> [Work to be completed]
Run through the data and copy out every line that mentions the word "wooden".

•••••

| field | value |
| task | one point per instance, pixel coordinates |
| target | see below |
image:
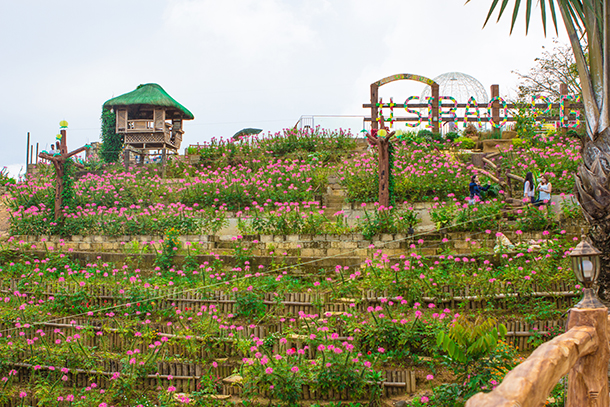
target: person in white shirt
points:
(529, 192)
(544, 190)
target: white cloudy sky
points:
(236, 63)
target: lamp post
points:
(586, 267)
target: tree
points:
(553, 67)
(589, 20)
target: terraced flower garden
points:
(240, 279)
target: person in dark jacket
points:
(476, 188)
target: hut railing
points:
(136, 125)
(582, 353)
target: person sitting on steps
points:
(544, 191)
(475, 189)
(529, 191)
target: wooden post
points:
(436, 120)
(383, 144)
(588, 379)
(27, 153)
(59, 162)
(563, 90)
(495, 107)
(374, 111)
(126, 159)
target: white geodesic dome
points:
(459, 86)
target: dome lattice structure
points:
(460, 86)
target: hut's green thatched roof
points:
(149, 94)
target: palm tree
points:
(588, 20)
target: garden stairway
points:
(483, 163)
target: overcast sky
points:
(237, 63)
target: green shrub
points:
(518, 143)
(451, 136)
(465, 143)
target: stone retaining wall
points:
(296, 245)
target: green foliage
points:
(250, 305)
(452, 136)
(536, 218)
(5, 178)
(429, 136)
(525, 121)
(478, 356)
(465, 142)
(387, 220)
(171, 245)
(518, 143)
(67, 193)
(112, 143)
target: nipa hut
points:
(149, 119)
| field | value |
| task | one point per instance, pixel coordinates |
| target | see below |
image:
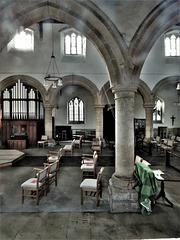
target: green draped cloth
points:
(147, 186)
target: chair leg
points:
(81, 196)
(37, 197)
(56, 180)
(22, 196)
(97, 199)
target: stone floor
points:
(60, 215)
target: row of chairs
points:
(90, 185)
(41, 181)
(43, 178)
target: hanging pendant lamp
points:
(52, 74)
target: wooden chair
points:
(69, 148)
(88, 158)
(33, 187)
(93, 187)
(168, 145)
(44, 141)
(138, 159)
(97, 146)
(89, 169)
(52, 172)
(78, 142)
(54, 156)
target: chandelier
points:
(52, 74)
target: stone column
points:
(122, 195)
(99, 120)
(149, 119)
(48, 120)
(0, 125)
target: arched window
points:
(75, 44)
(23, 41)
(158, 111)
(22, 102)
(172, 43)
(76, 111)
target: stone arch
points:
(160, 19)
(145, 92)
(25, 79)
(87, 19)
(75, 80)
(103, 93)
(173, 80)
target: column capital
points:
(99, 106)
(48, 105)
(124, 88)
(148, 105)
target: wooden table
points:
(167, 177)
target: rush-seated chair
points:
(89, 169)
(52, 172)
(88, 158)
(92, 187)
(54, 156)
(33, 187)
(97, 146)
(69, 148)
(44, 141)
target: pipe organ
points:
(21, 102)
(22, 116)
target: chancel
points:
(104, 75)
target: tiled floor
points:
(60, 215)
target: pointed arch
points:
(159, 20)
(75, 80)
(93, 23)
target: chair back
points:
(42, 175)
(72, 143)
(60, 153)
(44, 138)
(94, 154)
(170, 143)
(138, 159)
(53, 167)
(99, 176)
(95, 159)
(158, 138)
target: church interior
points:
(90, 81)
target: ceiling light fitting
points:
(52, 74)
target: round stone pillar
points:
(99, 120)
(48, 120)
(0, 125)
(122, 195)
(149, 119)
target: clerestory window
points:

•••••

> [Exercise answer]
target: wooden post
target: wooden chair
target: wooden table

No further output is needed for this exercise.